> [REQUIRED WORK]: Please rewrite the records below as a two-column CSV with the columns text and answer, one row per record, each field in quotation marks and with line breaks turned into spaces. Use only the records starting with the line containing "the limestone building facade" and going on through the line containing "<point>612,228</point>", with both of those lines included.

> [SUPPLIED ENTRIES]:
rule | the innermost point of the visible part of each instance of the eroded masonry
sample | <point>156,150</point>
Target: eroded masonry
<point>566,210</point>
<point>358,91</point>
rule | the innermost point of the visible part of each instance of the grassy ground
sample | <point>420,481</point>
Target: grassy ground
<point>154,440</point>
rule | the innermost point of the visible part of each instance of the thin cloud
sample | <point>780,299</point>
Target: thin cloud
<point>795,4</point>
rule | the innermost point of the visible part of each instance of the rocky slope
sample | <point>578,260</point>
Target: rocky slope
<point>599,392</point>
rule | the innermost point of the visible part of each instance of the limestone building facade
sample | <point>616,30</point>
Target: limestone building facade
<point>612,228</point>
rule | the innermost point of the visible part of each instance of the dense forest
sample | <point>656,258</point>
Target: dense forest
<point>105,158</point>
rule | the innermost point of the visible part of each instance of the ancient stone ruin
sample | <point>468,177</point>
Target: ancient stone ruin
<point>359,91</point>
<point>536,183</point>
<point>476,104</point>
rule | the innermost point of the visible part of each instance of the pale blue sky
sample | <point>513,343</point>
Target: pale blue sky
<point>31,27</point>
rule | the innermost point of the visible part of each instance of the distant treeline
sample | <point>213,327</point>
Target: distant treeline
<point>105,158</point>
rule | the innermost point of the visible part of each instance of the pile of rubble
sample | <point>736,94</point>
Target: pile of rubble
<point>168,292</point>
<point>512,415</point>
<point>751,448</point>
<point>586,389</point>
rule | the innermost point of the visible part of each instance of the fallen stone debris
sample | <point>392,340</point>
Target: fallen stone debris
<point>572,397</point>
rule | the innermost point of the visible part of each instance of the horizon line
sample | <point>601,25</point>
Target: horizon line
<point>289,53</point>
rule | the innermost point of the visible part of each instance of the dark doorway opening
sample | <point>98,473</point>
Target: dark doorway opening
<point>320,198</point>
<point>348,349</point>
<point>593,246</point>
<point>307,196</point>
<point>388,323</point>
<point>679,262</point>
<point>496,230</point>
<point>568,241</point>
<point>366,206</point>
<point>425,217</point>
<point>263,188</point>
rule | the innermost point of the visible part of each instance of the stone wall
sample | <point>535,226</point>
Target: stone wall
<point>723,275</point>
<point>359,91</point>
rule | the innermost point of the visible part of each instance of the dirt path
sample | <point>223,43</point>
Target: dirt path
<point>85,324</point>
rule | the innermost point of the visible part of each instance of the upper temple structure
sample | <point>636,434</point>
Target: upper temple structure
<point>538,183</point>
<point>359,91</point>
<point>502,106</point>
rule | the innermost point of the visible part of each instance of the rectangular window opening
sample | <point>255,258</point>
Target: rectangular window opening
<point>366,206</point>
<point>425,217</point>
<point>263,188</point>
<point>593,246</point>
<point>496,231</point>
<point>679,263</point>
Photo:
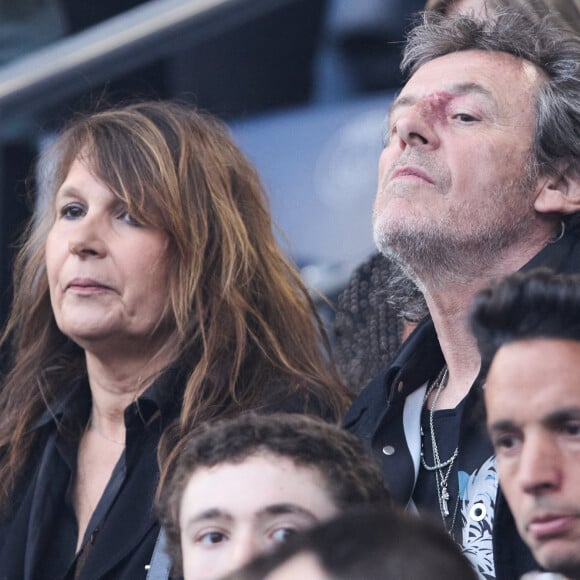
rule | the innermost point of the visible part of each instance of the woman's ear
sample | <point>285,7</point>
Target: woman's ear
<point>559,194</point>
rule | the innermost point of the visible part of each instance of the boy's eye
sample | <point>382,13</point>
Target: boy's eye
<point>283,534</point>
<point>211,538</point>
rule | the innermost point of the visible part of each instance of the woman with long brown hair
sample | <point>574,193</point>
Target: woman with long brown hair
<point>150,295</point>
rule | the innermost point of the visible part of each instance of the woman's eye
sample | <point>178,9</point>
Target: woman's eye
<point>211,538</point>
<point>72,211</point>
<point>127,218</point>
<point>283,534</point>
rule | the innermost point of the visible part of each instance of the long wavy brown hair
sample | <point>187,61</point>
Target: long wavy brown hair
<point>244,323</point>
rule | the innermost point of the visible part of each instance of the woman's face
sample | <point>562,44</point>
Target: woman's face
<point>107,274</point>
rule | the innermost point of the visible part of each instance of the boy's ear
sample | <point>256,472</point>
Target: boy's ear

> [OUTPUT OF THE TASK]:
text,answer
"rule | the innermost point of the visible part of each instance of the limestone building facade sample | <point>616,30</point> Target: limestone building facade","<point>612,228</point>"